Goal of the exercise – Return every line of the records below that contains the word "ceiling", copying each one in full.
....
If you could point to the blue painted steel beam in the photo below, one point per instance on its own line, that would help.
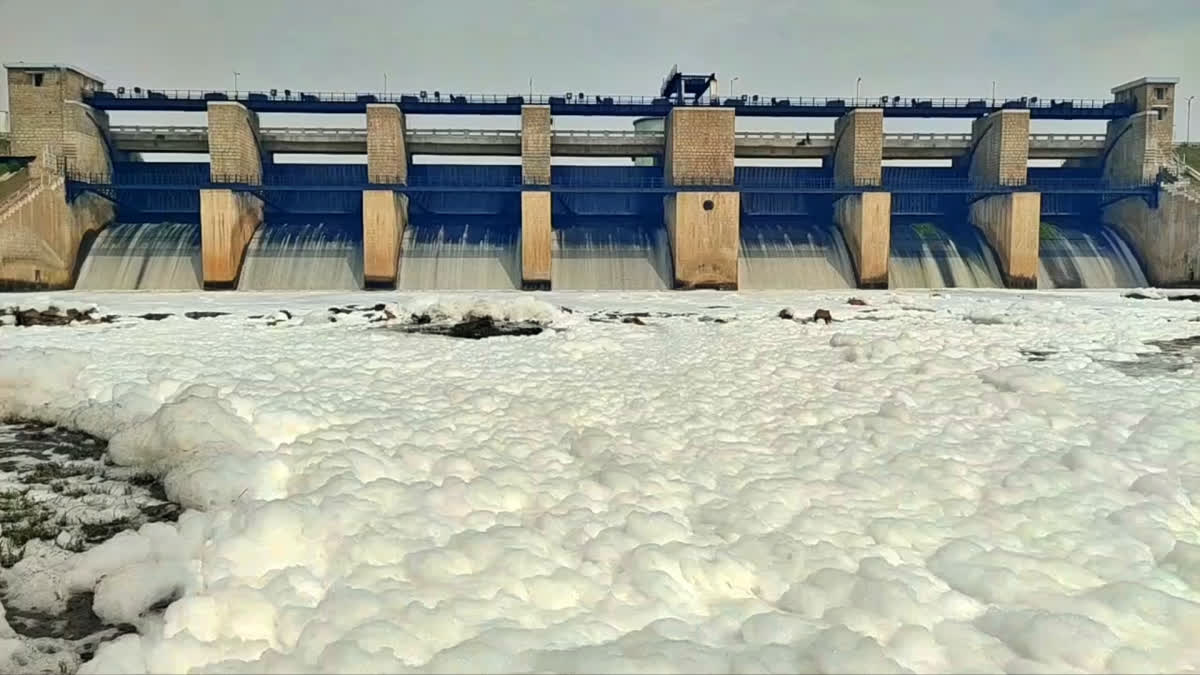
(603, 106)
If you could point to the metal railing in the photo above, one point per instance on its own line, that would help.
(822, 183)
(747, 136)
(582, 99)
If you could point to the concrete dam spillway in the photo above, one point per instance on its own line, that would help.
(675, 208)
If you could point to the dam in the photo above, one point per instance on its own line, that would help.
(681, 202)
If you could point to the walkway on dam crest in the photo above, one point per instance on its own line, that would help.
(587, 143)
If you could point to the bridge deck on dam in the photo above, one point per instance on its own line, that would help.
(587, 143)
(286, 101)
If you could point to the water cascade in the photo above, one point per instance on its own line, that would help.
(605, 256)
(1086, 256)
(153, 256)
(453, 255)
(789, 252)
(304, 257)
(941, 255)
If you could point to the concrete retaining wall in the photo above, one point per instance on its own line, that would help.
(705, 232)
(234, 153)
(865, 222)
(40, 233)
(384, 219)
(535, 234)
(1167, 239)
(228, 221)
(1012, 223)
(37, 111)
(387, 151)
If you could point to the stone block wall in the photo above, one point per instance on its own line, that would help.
(84, 139)
(858, 155)
(535, 234)
(1012, 223)
(705, 232)
(865, 222)
(36, 109)
(41, 234)
(387, 149)
(384, 220)
(234, 151)
(1145, 99)
(228, 221)
(700, 147)
(1002, 148)
(535, 129)
(1134, 156)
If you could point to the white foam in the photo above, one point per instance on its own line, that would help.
(903, 489)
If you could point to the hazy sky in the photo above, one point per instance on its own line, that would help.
(1053, 48)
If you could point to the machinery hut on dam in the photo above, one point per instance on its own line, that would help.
(84, 205)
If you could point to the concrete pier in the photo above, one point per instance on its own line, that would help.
(864, 219)
(384, 211)
(535, 234)
(228, 221)
(234, 154)
(1012, 221)
(387, 150)
(535, 205)
(703, 227)
(384, 219)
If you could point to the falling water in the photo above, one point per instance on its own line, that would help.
(460, 256)
(618, 257)
(928, 255)
(303, 257)
(143, 256)
(1086, 256)
(780, 254)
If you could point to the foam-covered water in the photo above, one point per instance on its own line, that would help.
(793, 254)
(939, 255)
(935, 483)
(157, 256)
(611, 257)
(1086, 256)
(303, 257)
(460, 256)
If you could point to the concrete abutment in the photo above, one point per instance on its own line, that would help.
(384, 220)
(535, 204)
(1011, 221)
(384, 211)
(228, 221)
(865, 217)
(1012, 225)
(535, 240)
(705, 234)
(865, 222)
(703, 227)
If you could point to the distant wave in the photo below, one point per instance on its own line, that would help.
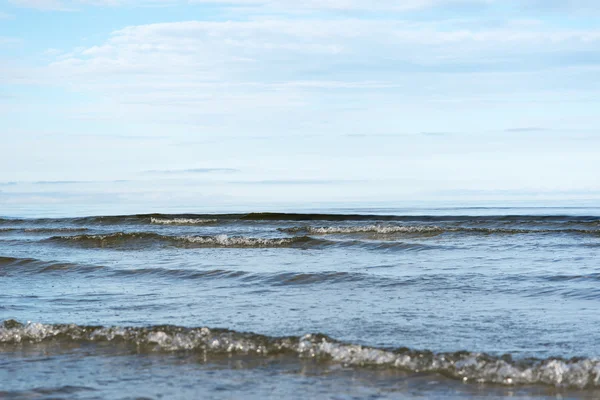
(182, 221)
(149, 218)
(425, 230)
(18, 266)
(465, 366)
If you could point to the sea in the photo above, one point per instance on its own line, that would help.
(344, 303)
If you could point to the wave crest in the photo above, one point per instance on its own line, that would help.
(465, 366)
(137, 239)
(182, 221)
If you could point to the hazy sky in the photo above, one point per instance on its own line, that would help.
(318, 100)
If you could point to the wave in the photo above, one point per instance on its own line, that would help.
(269, 216)
(16, 266)
(144, 239)
(182, 221)
(465, 366)
(425, 230)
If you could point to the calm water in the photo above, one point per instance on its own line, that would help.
(453, 303)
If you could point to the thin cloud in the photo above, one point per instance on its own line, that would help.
(193, 171)
(295, 182)
(527, 129)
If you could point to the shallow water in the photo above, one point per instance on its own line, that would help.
(459, 303)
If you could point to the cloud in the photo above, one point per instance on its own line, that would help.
(295, 182)
(194, 171)
(263, 5)
(527, 129)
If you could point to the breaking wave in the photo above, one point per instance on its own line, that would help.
(144, 239)
(424, 230)
(182, 221)
(465, 366)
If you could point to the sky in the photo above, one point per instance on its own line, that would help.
(149, 103)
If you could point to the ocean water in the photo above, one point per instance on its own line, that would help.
(444, 303)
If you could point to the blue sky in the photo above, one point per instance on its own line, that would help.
(269, 102)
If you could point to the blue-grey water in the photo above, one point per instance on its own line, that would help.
(450, 303)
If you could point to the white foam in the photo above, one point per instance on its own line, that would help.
(181, 221)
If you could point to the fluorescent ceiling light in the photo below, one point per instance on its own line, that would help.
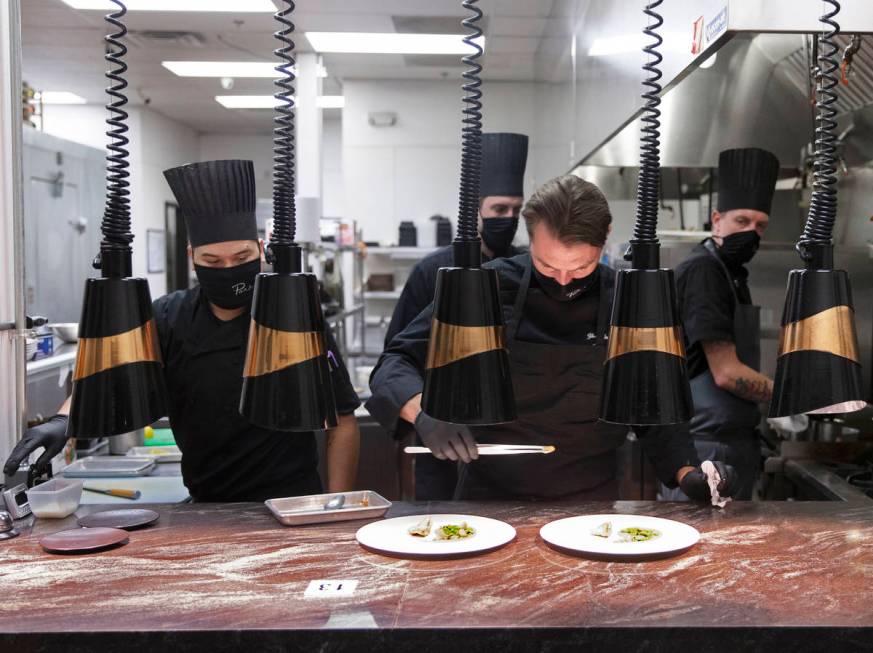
(222, 68)
(248, 6)
(331, 101)
(625, 43)
(59, 97)
(390, 43)
(231, 69)
(269, 101)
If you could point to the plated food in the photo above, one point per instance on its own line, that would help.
(424, 529)
(435, 535)
(620, 537)
(626, 534)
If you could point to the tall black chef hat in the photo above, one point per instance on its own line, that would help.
(217, 200)
(504, 157)
(746, 179)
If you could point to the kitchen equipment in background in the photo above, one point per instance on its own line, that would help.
(121, 493)
(408, 235)
(66, 331)
(297, 511)
(55, 499)
(443, 228)
(121, 444)
(162, 454)
(7, 528)
(392, 537)
(127, 519)
(645, 378)
(84, 540)
(576, 536)
(110, 467)
(16, 501)
(819, 366)
(381, 282)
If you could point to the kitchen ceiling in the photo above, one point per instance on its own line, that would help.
(63, 50)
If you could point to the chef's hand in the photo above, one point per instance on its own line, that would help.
(445, 440)
(695, 485)
(51, 434)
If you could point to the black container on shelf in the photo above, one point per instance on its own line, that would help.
(408, 235)
(443, 231)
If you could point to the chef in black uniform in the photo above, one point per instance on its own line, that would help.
(501, 195)
(722, 326)
(203, 334)
(556, 302)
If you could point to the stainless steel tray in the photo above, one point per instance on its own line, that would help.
(109, 467)
(296, 511)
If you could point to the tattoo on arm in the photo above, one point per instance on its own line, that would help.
(753, 389)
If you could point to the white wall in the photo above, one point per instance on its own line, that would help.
(411, 171)
(156, 143)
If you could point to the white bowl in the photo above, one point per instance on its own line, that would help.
(55, 499)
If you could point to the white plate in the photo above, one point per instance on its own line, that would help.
(162, 453)
(392, 537)
(574, 535)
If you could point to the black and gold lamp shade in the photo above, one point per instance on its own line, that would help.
(118, 380)
(645, 381)
(286, 378)
(467, 378)
(818, 369)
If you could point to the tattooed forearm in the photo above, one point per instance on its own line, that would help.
(759, 390)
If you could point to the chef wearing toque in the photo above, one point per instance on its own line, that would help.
(722, 326)
(501, 193)
(203, 332)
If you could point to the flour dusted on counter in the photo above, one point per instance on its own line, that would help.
(714, 478)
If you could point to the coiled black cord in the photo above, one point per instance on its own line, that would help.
(116, 216)
(823, 204)
(471, 134)
(284, 210)
(648, 188)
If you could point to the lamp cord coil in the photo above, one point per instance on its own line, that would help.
(284, 210)
(823, 204)
(471, 133)
(648, 188)
(116, 216)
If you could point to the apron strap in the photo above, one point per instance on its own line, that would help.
(518, 306)
(709, 245)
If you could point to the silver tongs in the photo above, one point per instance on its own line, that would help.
(497, 449)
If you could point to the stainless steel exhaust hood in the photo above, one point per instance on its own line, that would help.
(757, 90)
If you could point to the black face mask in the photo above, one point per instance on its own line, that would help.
(573, 290)
(497, 234)
(229, 287)
(739, 248)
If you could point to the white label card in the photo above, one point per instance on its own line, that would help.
(326, 589)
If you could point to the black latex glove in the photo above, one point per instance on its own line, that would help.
(51, 434)
(445, 440)
(694, 483)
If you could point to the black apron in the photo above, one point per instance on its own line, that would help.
(718, 414)
(557, 395)
(724, 426)
(220, 447)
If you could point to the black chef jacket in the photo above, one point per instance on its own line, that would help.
(398, 376)
(706, 303)
(420, 288)
(226, 458)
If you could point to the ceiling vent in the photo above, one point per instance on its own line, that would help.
(165, 38)
(433, 24)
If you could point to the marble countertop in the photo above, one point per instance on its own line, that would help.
(223, 576)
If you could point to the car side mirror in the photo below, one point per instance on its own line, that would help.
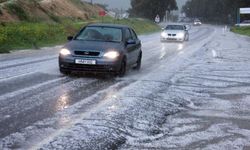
....
Expected answer –
If you could point to the fluorescent ceiling light in the photo below, one point per instance on its own line, that would help.
If you could point to the kitchen ceiling in the photo above, one point per instance on its own line, that would help.
If you could point to the ceiling vent in the photo above, one point per instance on its own line, that would help.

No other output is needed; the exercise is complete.